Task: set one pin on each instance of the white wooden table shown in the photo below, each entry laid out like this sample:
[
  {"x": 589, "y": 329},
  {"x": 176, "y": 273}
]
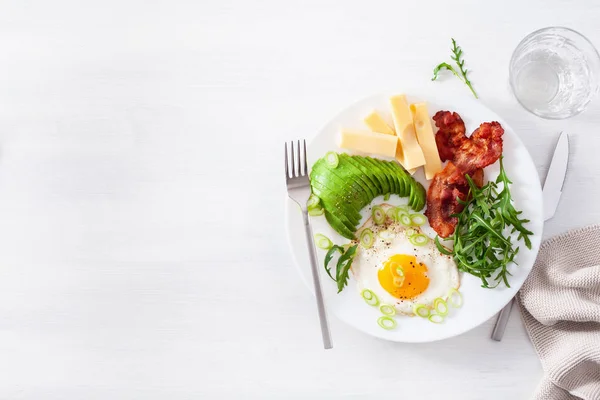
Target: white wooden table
[{"x": 143, "y": 253}]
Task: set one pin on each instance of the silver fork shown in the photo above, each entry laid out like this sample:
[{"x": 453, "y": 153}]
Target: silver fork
[{"x": 298, "y": 186}]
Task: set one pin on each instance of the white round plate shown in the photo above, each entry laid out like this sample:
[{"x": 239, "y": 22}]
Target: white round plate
[{"x": 480, "y": 304}]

(PROBLEM DETAILS) Rewrite every line of the records above as a numbered list, skipping any blank lines and leaving out the pictures.

(TASK ANSWER)
1. Task: set one pin on each instance of the white wooden table shown in the photo below, each entry laid out like this sample:
2. [
3.   {"x": 589, "y": 329},
4.   {"x": 176, "y": 273}
5. ]
6. Target: white wooden table
7. [{"x": 143, "y": 253}]
8. Task: set one pin on each instance of the silver fork shown in the photo above, each entry laid out like this sample:
9. [{"x": 453, "y": 153}]
10. Target: silver fork
11. [{"x": 298, "y": 186}]
12. Task: set one pin on each instance of the white round plate shown in the photo above, each entry laid out like this sample:
13. [{"x": 239, "y": 22}]
14. Target: white round plate
15. [{"x": 480, "y": 304}]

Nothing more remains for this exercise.